>>>
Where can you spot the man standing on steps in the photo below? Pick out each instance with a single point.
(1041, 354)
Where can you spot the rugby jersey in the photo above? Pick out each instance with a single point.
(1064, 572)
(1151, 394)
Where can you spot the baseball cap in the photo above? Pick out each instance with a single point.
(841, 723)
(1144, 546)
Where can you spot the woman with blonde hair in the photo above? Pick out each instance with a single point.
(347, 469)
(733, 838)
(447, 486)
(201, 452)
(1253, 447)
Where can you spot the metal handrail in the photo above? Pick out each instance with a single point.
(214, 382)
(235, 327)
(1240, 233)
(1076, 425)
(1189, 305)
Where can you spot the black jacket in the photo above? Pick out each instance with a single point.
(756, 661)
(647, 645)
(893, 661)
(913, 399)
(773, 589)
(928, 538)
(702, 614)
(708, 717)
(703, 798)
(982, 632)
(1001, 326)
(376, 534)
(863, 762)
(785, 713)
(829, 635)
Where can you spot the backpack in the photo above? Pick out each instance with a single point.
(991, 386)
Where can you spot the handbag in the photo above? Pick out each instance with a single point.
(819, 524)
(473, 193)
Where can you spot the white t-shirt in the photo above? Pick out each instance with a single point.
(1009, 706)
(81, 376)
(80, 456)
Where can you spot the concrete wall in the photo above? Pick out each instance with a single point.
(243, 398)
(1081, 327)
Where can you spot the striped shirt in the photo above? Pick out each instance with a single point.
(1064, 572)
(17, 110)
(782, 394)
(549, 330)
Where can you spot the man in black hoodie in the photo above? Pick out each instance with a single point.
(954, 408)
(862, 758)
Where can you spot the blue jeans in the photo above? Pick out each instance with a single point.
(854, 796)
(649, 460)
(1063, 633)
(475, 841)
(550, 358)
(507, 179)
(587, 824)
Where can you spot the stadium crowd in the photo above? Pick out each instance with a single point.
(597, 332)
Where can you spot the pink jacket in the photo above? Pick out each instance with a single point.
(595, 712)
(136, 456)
<<<
_What the exercise asks_
Please set down all of the data above again, matching it exactly.

_Worked solution_
Where can you spot the man standing on steps in the photo below? Pick out each instance with a single point.
(1041, 354)
Where can you spot the rugby jersey in the photo above? Pick out each instance with a single point.
(1064, 572)
(1151, 394)
Where can you spot the baseball cap in the photo above? Pick out each instance with a single point.
(841, 723)
(1144, 546)
Where can you spot the woman with blonde hair in the photo above? Pick out each instance with a single point.
(347, 469)
(733, 838)
(447, 486)
(201, 452)
(1253, 447)
Where can you spot the metal handrail in the photo above? Pick out each instance with a single point.
(214, 382)
(235, 327)
(1240, 233)
(1076, 425)
(1189, 305)
Where can you spot the black jacket in the photo above? Pick out each instance with a single point.
(756, 661)
(647, 645)
(893, 661)
(913, 399)
(773, 589)
(928, 538)
(702, 614)
(708, 717)
(703, 798)
(982, 632)
(1001, 326)
(376, 534)
(863, 762)
(785, 713)
(829, 635)
Where can you spot the backpack in the photo above? Pick out each instance with a single point.
(991, 386)
Where can you spot the handbag in the photo above? Pick out each instance with a single point.
(819, 524)
(473, 193)
Where can you spot the white t-shirt in the photo above? Pick out each instance with a single point.
(1009, 706)
(81, 376)
(80, 456)
Where can you spot the concrete wall in the photo above? Pick out each instance with a single point.
(243, 398)
(1081, 327)
Where can you spot the striped shirt in the photo above? Pick out each instance with a single point.
(1064, 572)
(17, 110)
(782, 394)
(549, 330)
Where can you spot the man in black hoodie in the photo above? Pick out each instance with a single point.
(954, 408)
(862, 758)
Where can you spot the blue jeans in the photo above? Pick out each instance with a single point.
(854, 796)
(649, 460)
(1063, 633)
(475, 841)
(550, 358)
(507, 179)
(587, 824)
Where can you spot the stadium crowd in the photo above? Pick out each instance with a single point.
(597, 332)
Where can you spot the pink jacket in the photo above? Pick out each instance with a single point.
(595, 712)
(136, 456)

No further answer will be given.